**Material for the task:**
* * * * *
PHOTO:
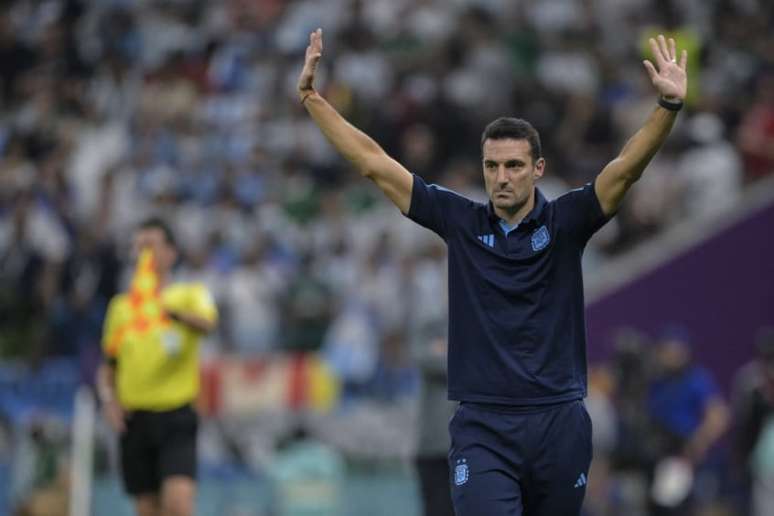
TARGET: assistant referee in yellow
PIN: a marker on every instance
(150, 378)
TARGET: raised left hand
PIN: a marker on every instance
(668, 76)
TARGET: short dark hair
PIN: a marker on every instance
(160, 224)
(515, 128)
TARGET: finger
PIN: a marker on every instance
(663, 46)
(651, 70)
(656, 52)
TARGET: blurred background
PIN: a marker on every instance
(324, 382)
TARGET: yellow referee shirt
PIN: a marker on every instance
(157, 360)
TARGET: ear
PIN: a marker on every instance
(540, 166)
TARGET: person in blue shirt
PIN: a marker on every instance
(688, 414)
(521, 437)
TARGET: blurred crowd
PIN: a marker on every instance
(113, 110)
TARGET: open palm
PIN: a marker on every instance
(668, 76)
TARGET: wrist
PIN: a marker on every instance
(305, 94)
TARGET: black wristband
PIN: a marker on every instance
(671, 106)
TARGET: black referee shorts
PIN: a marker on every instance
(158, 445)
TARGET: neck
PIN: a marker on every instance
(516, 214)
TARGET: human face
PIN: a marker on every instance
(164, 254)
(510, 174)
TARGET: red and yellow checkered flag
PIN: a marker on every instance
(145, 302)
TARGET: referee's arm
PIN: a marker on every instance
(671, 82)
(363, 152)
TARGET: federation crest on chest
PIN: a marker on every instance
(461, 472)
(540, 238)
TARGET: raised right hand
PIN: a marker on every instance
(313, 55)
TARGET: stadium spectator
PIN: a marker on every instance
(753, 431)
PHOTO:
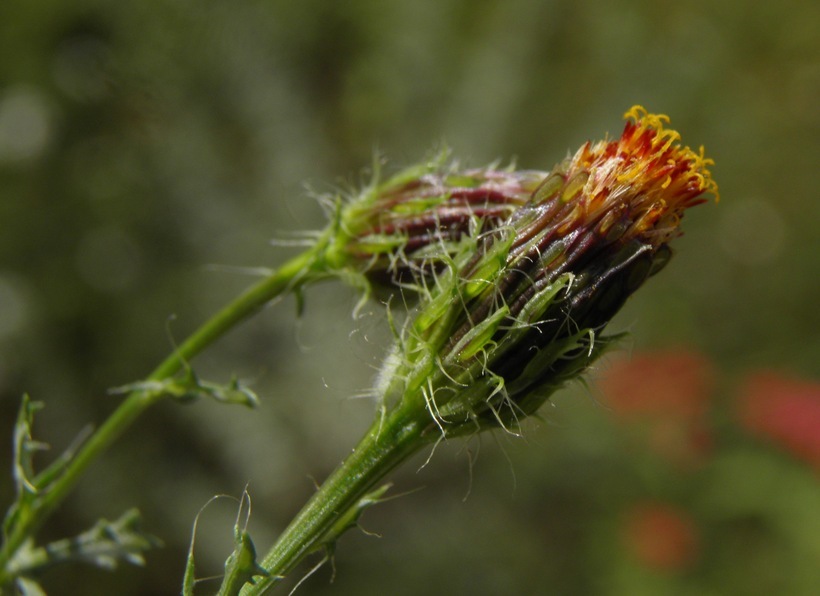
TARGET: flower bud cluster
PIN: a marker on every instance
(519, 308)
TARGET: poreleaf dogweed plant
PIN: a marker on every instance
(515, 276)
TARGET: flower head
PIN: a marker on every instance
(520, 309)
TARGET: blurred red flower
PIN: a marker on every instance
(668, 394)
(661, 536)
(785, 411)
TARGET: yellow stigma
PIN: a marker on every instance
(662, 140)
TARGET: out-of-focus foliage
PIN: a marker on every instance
* * * * *
**Required work:** For the data above, return an exact copy that contains no pictures.

**Answer for the task:**
PHOTO:
TARGET: assistant referee in yellow
PIN: a marker on every instance
(150, 378)
TARGET: raised left hand
PIN: a marker on every instance
(668, 76)
TARGET: short dark hair
PIN: a marker on every instance
(160, 224)
(515, 128)
TARGET: finger
PIN: a marker on every instance
(663, 46)
(651, 70)
(656, 52)
TARGET: blurred background
PIN: a marker on every instance
(324, 382)
TARGET: yellow referee shirt
PIN: a marker on every instance
(157, 360)
TARGET: ear
PIN: a marker on every instance
(540, 166)
TARGET: person in blue shirt
PIN: a marker on every instance
(688, 414)
(521, 437)
TARGET: blurred crowd
PIN: a marker on every instance
(113, 110)
TARGET: open palm
PIN: a marker on every instance
(668, 76)
TARGET: wrist
PIN: a marker on every instance
(305, 94)
TARGET: black wristband
PIN: a marker on every instance
(671, 106)
TARGET: black referee shorts
PIN: a marker on every instance
(158, 445)
TARGET: neck
PIN: a marker on every instance
(516, 214)
TARGET: human face
PIN: a marker on every instance
(164, 254)
(510, 174)
TARGET: red and yellow checkered flag
PIN: a marker on every instance
(145, 302)
TARGET: referee's arm
PIN: a marker on every instance
(671, 82)
(363, 152)
TARGET: federation crest on chest
PIN: a marker on every instance
(461, 472)
(540, 238)
TARGET: raised right hand
PIN: a marker on every instance
(313, 55)
TARGET: stadium spectator
PIN: a marker on every instance
(753, 431)
PHOTO:
TARGET: flower bud cluster
PIN: a marker on every instance
(519, 308)
TARGET: poreleaf dogweed plant
PIN: a marker on every instance
(515, 276)
TARGET: flower head
PIN: a marker on every instance
(520, 309)
TARGET: blurred red flower
PIN: a marker on every instance
(668, 394)
(661, 536)
(785, 411)
TARGET: yellow stigma
PIN: a marker on every instance
(662, 140)
TARGET: out-of-focus foliage
PIN: a marker on every instance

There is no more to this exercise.